#### AIM:
Update the material from its beginning through the line containing "38 111 260 169" (both ends included) by replacing "Target class" with "Object category" and changing nothing else. Leave the pictures out of your answer.

(Bounding-box records)
* Begin *

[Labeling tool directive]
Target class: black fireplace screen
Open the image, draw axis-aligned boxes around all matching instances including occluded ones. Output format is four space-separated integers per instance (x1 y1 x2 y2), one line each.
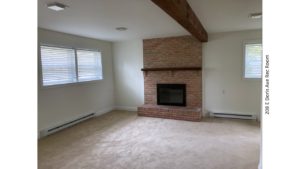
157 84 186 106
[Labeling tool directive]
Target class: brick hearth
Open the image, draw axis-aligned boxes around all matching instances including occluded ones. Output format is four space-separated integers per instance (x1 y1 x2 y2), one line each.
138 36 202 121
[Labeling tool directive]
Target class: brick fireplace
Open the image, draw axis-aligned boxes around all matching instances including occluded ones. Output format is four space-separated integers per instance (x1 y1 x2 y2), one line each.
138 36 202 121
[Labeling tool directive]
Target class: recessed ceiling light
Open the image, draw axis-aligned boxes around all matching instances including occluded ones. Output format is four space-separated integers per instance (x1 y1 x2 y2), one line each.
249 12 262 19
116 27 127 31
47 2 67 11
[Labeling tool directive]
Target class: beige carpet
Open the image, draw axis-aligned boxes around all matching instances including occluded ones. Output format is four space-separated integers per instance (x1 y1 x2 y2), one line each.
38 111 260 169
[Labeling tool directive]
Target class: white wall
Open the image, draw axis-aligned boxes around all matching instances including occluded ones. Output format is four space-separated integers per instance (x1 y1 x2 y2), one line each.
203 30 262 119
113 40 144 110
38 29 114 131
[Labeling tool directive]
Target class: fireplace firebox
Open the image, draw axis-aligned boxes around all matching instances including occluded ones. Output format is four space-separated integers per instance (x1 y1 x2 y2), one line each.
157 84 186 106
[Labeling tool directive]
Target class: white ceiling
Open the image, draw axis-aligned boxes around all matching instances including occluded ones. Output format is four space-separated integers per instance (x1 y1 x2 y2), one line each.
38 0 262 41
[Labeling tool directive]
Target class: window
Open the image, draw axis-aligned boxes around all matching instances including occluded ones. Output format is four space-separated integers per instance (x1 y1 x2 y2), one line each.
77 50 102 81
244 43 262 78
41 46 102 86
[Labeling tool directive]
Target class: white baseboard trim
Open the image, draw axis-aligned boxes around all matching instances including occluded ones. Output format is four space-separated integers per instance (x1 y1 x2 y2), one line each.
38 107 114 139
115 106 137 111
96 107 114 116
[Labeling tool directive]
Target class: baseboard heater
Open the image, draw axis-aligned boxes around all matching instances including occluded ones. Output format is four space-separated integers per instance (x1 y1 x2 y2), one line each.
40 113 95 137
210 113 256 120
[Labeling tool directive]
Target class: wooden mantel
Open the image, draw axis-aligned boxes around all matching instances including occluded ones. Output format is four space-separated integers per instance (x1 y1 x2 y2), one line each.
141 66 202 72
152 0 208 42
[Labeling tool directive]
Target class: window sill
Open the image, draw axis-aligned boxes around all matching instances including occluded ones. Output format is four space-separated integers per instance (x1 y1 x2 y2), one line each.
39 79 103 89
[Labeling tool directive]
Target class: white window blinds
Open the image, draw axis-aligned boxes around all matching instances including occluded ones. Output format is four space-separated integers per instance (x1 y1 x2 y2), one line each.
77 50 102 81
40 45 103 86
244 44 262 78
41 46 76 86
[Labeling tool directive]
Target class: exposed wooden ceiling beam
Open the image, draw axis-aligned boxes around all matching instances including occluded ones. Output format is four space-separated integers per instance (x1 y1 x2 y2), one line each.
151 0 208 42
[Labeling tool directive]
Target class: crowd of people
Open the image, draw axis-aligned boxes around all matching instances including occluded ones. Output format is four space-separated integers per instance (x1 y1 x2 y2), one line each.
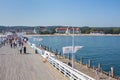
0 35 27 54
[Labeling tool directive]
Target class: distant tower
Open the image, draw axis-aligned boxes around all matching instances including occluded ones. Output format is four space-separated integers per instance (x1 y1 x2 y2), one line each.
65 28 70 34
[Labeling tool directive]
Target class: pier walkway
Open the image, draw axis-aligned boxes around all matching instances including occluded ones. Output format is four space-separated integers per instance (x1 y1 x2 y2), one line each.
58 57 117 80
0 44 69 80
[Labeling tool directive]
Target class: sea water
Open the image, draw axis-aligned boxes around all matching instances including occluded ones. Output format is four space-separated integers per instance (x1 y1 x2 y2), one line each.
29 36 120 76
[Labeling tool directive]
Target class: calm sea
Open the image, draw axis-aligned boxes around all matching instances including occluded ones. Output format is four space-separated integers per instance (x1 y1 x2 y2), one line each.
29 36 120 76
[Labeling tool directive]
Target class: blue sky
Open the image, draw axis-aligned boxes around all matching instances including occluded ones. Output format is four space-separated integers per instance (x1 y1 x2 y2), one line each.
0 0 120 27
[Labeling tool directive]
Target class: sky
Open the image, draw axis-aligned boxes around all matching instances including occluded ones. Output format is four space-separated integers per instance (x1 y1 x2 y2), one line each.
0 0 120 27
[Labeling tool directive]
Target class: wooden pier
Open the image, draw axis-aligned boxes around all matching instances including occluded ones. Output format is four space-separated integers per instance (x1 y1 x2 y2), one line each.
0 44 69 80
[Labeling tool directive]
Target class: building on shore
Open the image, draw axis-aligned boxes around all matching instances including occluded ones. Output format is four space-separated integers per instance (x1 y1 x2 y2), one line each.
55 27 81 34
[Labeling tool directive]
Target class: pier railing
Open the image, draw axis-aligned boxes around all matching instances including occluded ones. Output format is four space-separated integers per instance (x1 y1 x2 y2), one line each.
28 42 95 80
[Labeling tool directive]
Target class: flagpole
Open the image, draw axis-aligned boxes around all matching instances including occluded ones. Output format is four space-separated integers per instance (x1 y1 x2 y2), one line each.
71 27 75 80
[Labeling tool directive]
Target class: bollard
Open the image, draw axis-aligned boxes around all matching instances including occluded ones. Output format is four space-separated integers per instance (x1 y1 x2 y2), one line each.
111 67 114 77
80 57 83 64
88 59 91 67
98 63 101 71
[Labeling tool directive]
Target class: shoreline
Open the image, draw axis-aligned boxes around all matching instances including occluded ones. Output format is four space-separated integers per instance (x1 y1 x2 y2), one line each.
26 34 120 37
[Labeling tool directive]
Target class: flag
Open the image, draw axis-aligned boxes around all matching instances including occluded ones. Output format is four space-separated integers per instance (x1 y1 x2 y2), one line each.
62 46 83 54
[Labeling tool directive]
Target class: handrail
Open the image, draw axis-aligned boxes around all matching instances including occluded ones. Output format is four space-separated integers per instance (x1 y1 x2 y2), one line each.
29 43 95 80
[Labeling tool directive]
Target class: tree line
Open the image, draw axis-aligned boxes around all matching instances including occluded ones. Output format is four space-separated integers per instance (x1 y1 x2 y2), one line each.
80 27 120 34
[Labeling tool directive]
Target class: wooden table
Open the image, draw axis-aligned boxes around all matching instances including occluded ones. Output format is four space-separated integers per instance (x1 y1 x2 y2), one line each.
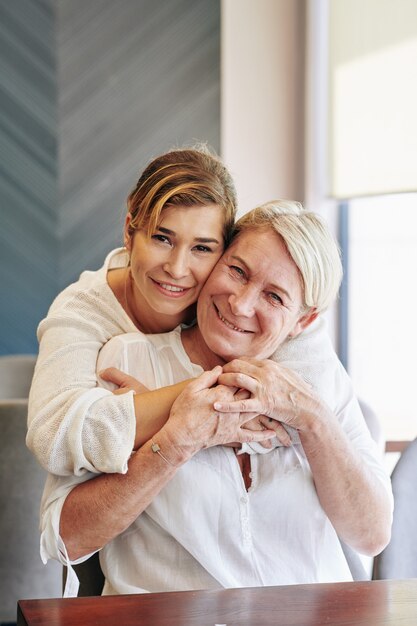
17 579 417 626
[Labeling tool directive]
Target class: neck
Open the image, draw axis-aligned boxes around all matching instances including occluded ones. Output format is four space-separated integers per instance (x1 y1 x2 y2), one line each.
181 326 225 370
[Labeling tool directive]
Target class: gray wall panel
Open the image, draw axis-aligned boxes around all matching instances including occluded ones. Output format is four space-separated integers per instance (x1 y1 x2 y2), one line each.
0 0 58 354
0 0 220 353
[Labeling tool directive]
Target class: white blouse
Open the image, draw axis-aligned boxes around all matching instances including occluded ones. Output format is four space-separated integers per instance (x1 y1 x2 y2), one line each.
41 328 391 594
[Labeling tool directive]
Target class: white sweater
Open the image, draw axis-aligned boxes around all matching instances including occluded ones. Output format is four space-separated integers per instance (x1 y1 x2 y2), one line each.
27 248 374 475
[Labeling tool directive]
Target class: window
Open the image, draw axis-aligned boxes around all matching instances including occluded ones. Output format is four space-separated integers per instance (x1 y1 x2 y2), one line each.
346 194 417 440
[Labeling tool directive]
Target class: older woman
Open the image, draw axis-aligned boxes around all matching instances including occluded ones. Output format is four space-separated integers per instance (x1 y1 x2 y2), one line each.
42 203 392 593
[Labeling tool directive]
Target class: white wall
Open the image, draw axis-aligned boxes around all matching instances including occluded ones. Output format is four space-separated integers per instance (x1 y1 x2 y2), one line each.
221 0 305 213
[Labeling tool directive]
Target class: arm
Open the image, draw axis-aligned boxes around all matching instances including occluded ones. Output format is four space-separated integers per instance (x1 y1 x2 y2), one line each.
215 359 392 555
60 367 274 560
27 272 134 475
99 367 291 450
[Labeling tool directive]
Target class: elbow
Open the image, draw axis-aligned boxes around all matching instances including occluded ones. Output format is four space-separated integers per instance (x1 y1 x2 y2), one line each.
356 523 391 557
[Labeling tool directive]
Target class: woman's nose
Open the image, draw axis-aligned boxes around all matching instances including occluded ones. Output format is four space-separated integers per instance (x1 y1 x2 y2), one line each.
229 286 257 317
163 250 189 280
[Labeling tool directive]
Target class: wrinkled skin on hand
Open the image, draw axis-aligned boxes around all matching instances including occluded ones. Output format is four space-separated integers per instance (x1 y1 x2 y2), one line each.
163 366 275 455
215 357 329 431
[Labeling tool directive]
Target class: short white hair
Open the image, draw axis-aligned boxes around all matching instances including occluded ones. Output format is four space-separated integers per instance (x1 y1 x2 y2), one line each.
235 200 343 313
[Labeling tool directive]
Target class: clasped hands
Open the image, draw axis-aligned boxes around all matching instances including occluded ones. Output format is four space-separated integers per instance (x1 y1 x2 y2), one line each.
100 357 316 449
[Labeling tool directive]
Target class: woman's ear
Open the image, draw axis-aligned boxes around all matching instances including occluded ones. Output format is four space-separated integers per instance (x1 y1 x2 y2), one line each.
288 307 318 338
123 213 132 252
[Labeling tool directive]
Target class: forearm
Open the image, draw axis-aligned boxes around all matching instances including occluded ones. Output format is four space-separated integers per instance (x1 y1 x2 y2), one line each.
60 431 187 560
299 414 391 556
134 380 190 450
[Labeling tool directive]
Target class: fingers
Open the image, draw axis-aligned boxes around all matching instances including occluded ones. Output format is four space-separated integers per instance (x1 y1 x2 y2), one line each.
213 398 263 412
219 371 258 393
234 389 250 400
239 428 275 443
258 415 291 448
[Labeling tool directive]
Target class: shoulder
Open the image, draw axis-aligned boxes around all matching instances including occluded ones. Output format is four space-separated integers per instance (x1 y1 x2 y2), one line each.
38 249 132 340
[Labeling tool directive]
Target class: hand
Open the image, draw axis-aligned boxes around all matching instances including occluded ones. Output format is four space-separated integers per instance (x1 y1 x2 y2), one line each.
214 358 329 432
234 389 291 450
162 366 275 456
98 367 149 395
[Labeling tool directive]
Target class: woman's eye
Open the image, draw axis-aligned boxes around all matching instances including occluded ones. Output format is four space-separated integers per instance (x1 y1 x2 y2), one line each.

* End *

#### TASK RESPONSE:
[Labeling tool directive]
Object category: black fireplace screen
Open the image, draw axis-aligned boxes around all matching instances including occluded ones. Output format is four space-separated integers per instance (x1 y1 x2 y2), one line each.
157 84 186 106
[Labeling tool directive]
Object category: brick hearth
Open the image, draw axis-aligned boxes around all matching instances including occluded ones. Output format is four space-separated integers per instance (x1 y1 x2 y2), one line each.
138 36 202 121
[Labeling tool directive]
Object category: brick fireplace
Open the image, draw axis-aligned boxes around all matching instances including occluded ones. Output format is four space-separated integers per instance (x1 y1 x2 y2), one line each.
138 36 202 121
[Labeling tool directive]
Object category: recessed ceiling light
Open the image, draw axis-aligned boxes around all matching instances including occluded ones. Output format is four space-separated integers per instance (x1 y1 x2 y2), one line each.
249 12 262 19
116 27 127 31
47 2 67 11
[Labeling tool directive]
Object category: beige carpet
Open the image, draw axis-aligned boxes around all matching instances including occluded ones. Output format is four space-separated integers per instance (x1 y1 x2 y2), one line each.
38 111 260 169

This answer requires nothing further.